■ **WRITTEN PROBLEM**
From the line containing "task: provide the segmentation of the dark" through the last line of the material, copy every line exactly, both ends inclusive; do not copy pictures.

■ **DATA SHOWN**
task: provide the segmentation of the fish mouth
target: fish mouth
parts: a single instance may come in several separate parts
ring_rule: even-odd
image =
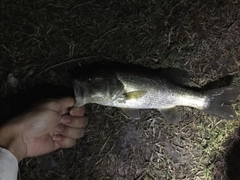
[[[86,96],[86,89],[84,86],[79,82],[78,80],[73,80],[73,90],[74,90],[74,96],[76,99],[75,107],[80,107],[85,105],[84,102],[85,96]]]

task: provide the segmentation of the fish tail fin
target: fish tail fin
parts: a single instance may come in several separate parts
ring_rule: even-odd
[[[237,101],[240,87],[224,87],[206,91],[208,97],[204,112],[224,119],[236,119],[237,115],[231,104]]]

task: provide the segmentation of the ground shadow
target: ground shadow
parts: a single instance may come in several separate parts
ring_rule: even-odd
[[[39,84],[28,89],[19,90],[17,93],[0,99],[0,122],[7,122],[38,101],[64,96],[74,97],[73,89],[60,85]]]
[[[229,180],[240,180],[240,129],[236,136],[229,140],[230,149],[225,155],[226,175]]]
[[[240,128],[224,144],[225,150],[213,161],[216,180],[240,180]]]

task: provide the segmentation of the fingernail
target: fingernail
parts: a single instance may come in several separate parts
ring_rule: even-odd
[[[78,113],[78,110],[74,108],[70,110],[70,114],[74,116],[74,115],[78,115],[79,113]]]
[[[53,136],[54,141],[60,141],[62,139],[61,136]]]
[[[70,121],[71,121],[71,117],[69,117],[69,116],[63,116],[61,119],[61,122],[63,124],[68,124],[68,123],[70,123]]]
[[[62,132],[63,130],[64,130],[64,126],[62,124],[56,127],[56,131],[58,132]]]

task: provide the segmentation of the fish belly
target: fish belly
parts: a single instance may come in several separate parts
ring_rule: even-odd
[[[128,76],[121,80],[126,93],[133,91],[146,91],[147,93],[139,99],[116,101],[114,104],[116,107],[162,109],[174,106],[190,106],[203,109],[206,104],[206,97],[203,94],[181,88],[164,79]]]

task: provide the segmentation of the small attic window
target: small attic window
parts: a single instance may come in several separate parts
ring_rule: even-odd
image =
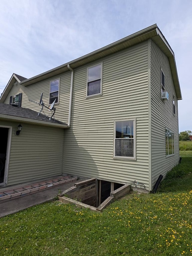
[[[16,94],[10,97],[9,104],[15,107],[21,107],[22,93]]]

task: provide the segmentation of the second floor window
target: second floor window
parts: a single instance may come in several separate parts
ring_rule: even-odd
[[[135,120],[115,122],[114,156],[135,159]]]
[[[175,114],[175,96],[174,95],[173,96],[173,114]]]
[[[22,93],[19,93],[10,97],[9,104],[10,105],[16,107],[21,106]]]
[[[58,103],[59,87],[59,79],[53,80],[50,83],[49,104],[52,103],[56,99],[55,103]]]
[[[87,96],[101,94],[101,64],[87,69]]]
[[[162,70],[161,76],[161,92],[163,92],[165,91],[165,76]]]

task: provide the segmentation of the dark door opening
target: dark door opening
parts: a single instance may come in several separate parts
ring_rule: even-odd
[[[105,180],[100,181],[100,202],[102,204],[110,196],[111,183]]]
[[[0,127],[0,183],[4,181],[8,128]]]
[[[111,192],[121,188],[124,185],[106,180],[98,180],[98,201],[96,203],[97,207],[110,196]]]

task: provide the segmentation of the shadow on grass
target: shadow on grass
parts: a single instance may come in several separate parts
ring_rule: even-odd
[[[192,151],[185,152],[187,153],[181,153],[181,163],[167,173],[158,192],[184,192],[192,189]]]

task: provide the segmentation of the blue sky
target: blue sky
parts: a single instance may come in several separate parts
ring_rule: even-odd
[[[1,0],[0,94],[14,73],[30,78],[157,23],[175,53],[179,131],[191,130],[192,13],[190,0]]]

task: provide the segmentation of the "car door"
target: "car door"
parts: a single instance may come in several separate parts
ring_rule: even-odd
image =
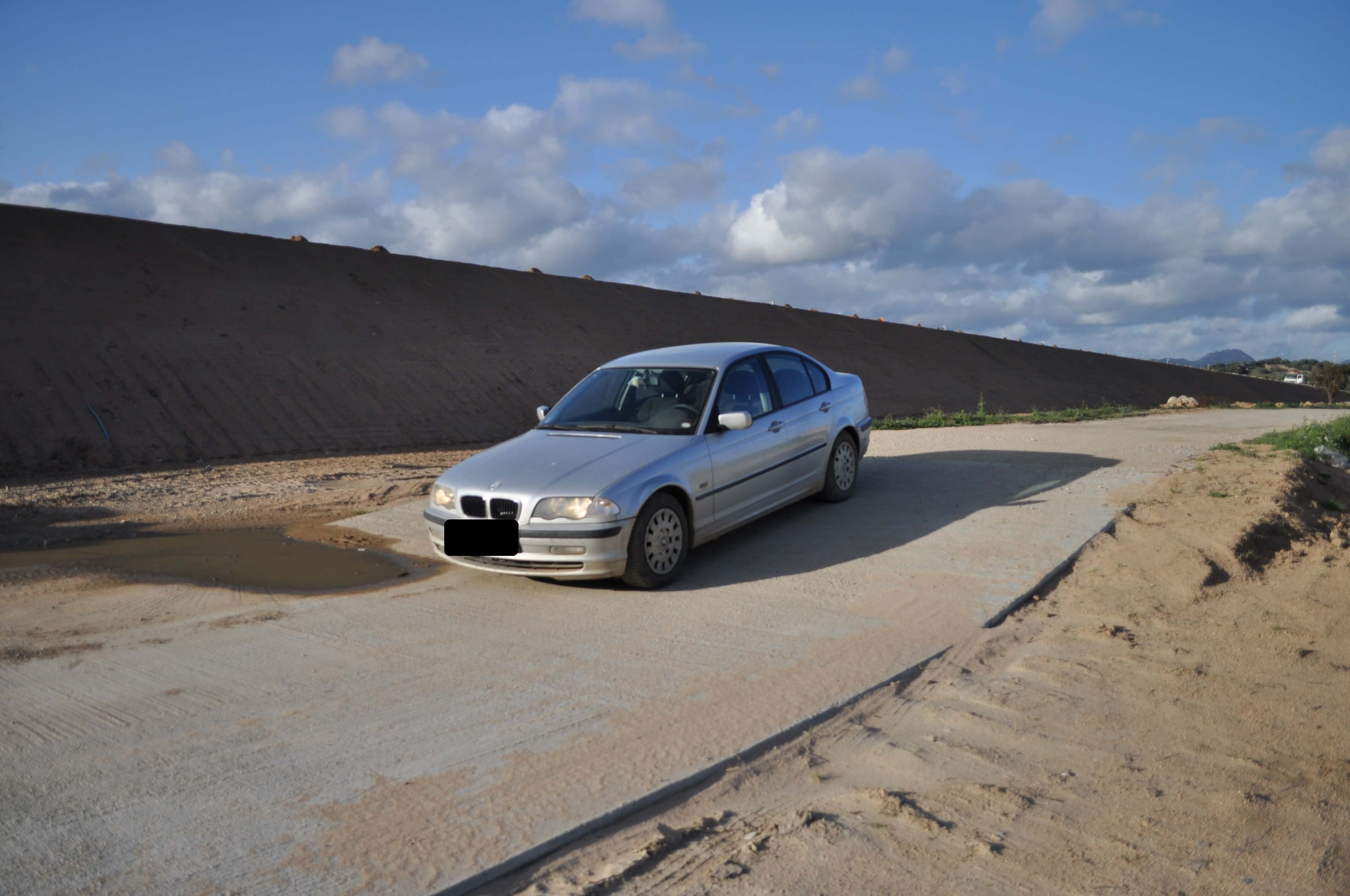
[[[717,414],[738,410],[751,414],[749,429],[713,430]],[[697,497],[713,501],[714,529],[734,526],[780,499],[786,482],[783,426],[759,356],[732,364],[718,387],[707,433],[711,487]]]
[[[782,405],[775,416],[783,421],[783,488],[795,494],[810,488],[825,470],[830,426],[834,420],[828,389],[817,393],[825,372],[795,352],[764,356]],[[807,364],[815,367],[814,371]],[[828,386],[828,382],[824,385]]]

■ **RESULT OF THE TASK**
task: provide the segmentation of the dark door opening
target: dark door opening
parts: a single instance may come in several separate parts
ring_rule: even-odd
[[[105,180],[100,181],[100,202],[102,204],[110,196],[111,183]]]
[[[0,127],[0,183],[4,181],[8,128]]]
[[[111,192],[121,188],[124,185],[106,180],[98,180],[98,201],[96,203],[97,207],[110,196]]]

task: provide the segmentation of the shadow on grass
target: shadow on grass
parts: a single instance may come in several separate parts
ring_rule: even-odd
[[[192,151],[185,152],[187,153],[181,153],[181,163],[167,173],[158,192],[184,192],[192,189]]]

task: provide the segmentation of the blue sky
target: blue sky
parts: a single instance may come in several separate parts
ring_rule: even-odd
[[[1,0],[0,94],[14,73],[30,78],[157,23],[175,53],[179,131],[191,130],[192,13],[190,0]]]

task: provide the segmentation of the "car door"
target: "car door"
parts: a single instance may come in several separate parts
ring_rule: even-odd
image =
[[[717,414],[738,410],[751,414],[749,429],[713,430]],[[697,497],[713,501],[714,529],[734,526],[780,499],[786,482],[783,426],[759,356],[732,364],[718,387],[707,433],[711,487]]]
[[[782,405],[775,416],[783,421],[783,488],[795,494],[810,488],[825,470],[830,426],[834,420],[828,389],[817,393],[825,372],[795,352],[764,356]],[[807,364],[815,367],[814,371]],[[828,386],[828,382],[824,385]]]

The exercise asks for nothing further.